◆ DOCUMENT EXCERPT ◆
━━━━━━━━━━━━━━━━━━━━

The chair is very high quality. The only thing that even slightly annoys me is that the arm rests can be bumped which then causes them to move from side to side. I would prefer if that was something that could be set and then held in place a little more rigidly. The mesh seat and back is very comfortable and adjusts to your body. I'm 6 foot tall and 220 pounds and the chair supports me perfectly. The plastic frame is a very sturdy plastic that does not warp or bend in any way even during intense sessions of on-line gaming where I tend to move around a bit.
I used to slump in my chairs with my bottom out toward the edge and my back curved. This would cause me some pain and discomfort throughout the day. This chair helps me be comfortable while sitting in it properly which has helped my back immensely. Combine that with the long period of customer support and this chair is worth the money.
on August 11, 2012
I was really looking forward to owning an Aeron chair. Have to say I'm mildly disappointed. The chair looks great and, for them most part feels great. I'm sure it will last every bit as long as they say it will. However, there's one real problem and one minor annoyance.
The problem is the lumbar pad, which simply will not stay in place. It rides up in the tracks, eventually coming off the top of them if I neglect to push it back down for a couple days. Assumed it was defective, so I called Herman Miller. They told me to contact the vendor, which I did and was sent a replacement. However, the new one works no better than the original. I'm 6' 1", 220 lbs, so I don't think it's a case of me being too big for the C size Aeron.
The minor annoyance is the arms. They pivot horizontally at the back end, I suppose to accommodate larger or smaller people. Problem is, while they have detents to hold them at several positions, they don't lock, so every time I go to get up, at least one of them swings outward.
on December 29, 2011
I work as a computer programmer for a living. That means I get to sit in front of a computer at least 8-9 hours a day, sometimes more then 24 hours straight if I have deadlines to meet. I am also a large person, 270+ lbs. No other chair I have ever owned has felt right for me. Most chairs I have used have broken 7-8 months after purchase. Either the main support system cracks, the armrests break off from the back of the chair, or the gas piston falls through the base of the chair when I accidentally sit down on it to fast after 8+ hours of solid work and just one break. This chair is completely different then any other chair I have owned. The base is solid metal, so no breakage possible there. The arms are attached to the structural base of the chair, not the back, and they are independent of the structural integrity of the chair as a whole. The back is attached to the base with oversized hex screws that feel more solid then some welding work I have seen. What little plastic is on the chair is the most rigid I have ever seen, it seems stronger then ABS plastic. The best part however is the actual chair "cushions". The material is less then 3mm thick and it's a mesh weave not an actual cushion, but it feels better then 6 inches of memory foam. Not to mention the seating area is suspended above the structural base like a truck is suspended above it's tires. This is as much of a work of art as it is mechanical marvel. Nothing else even comes close. Is it worth $880? That depends on how much you value your comfort while working and how often you want to replace your chair if you are prone to breaking them for whatever reason. With a 100% 12 year, 3 shift warranty (described as three 8 hour shifts -back to back- per day, totaling 24 hours a day of use), I will actually save $1500 in the next 12 years on replacing subpar chairs alone. These chairs hold their value over time too, most used Aeron chairs go for $450-$500 even after 8+ years of use. To me it's a no brainer. I demand the best quality for and out of my work. That means I also demand the best tools to get the job done and keep my competitive edge. If you are a professional that sits at a desk all day, the Aeron chair is seating nirvana.

━━━━━━━━━━━━━━━━━━━━

Records from a point-labeling set

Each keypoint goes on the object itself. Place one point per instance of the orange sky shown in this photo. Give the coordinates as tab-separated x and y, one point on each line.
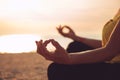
86	17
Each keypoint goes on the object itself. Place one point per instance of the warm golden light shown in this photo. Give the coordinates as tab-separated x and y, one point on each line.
18	43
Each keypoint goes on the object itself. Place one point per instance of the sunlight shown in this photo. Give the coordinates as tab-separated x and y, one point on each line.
18	43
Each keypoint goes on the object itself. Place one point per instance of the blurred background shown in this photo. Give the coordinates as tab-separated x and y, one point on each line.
24	21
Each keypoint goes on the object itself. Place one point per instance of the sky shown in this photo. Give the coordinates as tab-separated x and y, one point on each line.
41	17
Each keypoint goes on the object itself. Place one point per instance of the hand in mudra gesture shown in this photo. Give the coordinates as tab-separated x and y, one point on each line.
69	34
59	55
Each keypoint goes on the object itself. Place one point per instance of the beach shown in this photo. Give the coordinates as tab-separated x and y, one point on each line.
23	66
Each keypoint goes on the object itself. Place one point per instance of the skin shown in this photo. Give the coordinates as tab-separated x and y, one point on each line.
71	34
110	50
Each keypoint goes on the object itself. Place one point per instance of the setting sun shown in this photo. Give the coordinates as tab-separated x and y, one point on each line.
18	43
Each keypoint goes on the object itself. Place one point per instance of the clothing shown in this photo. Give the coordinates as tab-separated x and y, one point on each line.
94	71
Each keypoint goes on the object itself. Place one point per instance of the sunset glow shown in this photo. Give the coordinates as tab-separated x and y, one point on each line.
41	17
18	43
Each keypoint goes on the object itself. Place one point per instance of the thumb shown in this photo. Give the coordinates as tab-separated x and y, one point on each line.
55	44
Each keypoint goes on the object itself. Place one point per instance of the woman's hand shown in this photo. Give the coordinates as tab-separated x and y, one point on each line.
70	33
59	55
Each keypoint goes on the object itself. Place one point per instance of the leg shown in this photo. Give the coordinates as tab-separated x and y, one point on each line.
77	47
56	71
77	72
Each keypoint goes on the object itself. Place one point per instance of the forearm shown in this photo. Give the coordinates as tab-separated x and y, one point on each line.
91	56
91	42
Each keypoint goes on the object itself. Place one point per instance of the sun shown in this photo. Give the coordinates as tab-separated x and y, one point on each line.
18	43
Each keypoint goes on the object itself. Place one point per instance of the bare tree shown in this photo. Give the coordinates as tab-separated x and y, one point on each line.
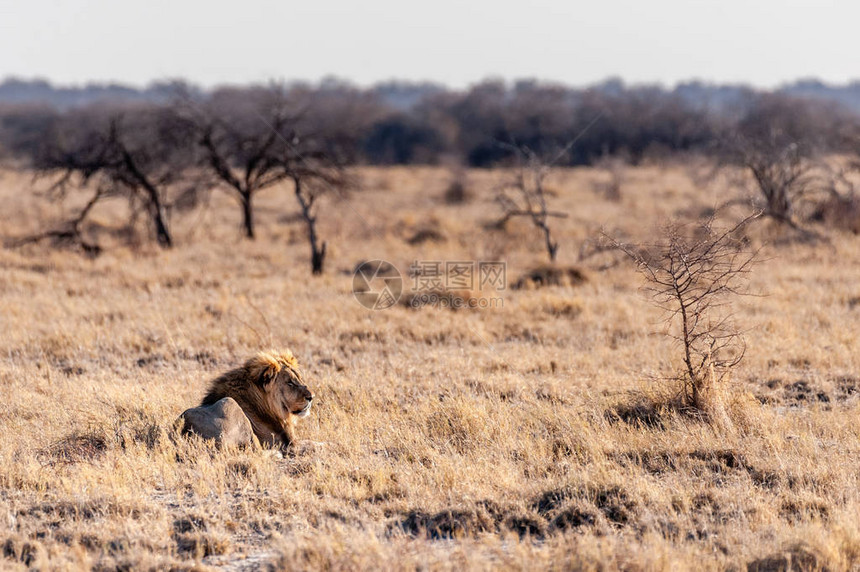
526	196
244	135
778	143
313	177
141	154
694	274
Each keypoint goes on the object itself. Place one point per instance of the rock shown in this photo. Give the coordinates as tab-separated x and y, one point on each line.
223	421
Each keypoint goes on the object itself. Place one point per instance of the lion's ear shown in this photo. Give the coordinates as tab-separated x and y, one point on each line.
267	376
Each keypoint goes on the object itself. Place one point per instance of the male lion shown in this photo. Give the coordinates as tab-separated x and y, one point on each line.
271	393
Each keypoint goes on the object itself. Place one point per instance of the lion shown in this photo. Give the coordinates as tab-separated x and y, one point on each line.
271	393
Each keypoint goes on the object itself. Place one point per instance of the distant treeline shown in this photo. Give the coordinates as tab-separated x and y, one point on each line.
402	123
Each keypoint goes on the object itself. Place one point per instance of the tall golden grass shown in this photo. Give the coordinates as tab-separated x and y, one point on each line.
518	437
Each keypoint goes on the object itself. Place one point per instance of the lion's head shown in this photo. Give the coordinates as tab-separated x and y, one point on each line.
271	392
277	374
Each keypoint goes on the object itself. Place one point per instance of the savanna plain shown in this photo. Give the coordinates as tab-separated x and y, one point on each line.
527	435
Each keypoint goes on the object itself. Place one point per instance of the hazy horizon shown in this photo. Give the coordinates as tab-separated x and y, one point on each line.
666	42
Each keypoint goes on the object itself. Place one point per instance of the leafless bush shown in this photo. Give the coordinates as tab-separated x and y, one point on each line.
779	144
244	134
526	196
694	273
144	155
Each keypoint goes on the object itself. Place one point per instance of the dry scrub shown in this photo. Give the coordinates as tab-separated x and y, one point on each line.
515	437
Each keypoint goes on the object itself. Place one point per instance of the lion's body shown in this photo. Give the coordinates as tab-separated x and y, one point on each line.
271	393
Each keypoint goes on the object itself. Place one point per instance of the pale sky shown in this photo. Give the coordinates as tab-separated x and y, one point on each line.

━━━━━━━━━━━━━━━━━━━━

◆ PROBLEM ◆
Copy the chair reviews from "The minor annoyance" up to and including "them swings outward.". The items aren't needed for any of this.

◆ REPLY TO THE EXERCISE ◆
The minor annoyance is the arms. They pivot horizontally at the back end, I suppose to accommodate larger or smaller people. Problem is, while they have detents to hold them at several positions, they don't lock, so every time I go to get up, at least one of them swings outward.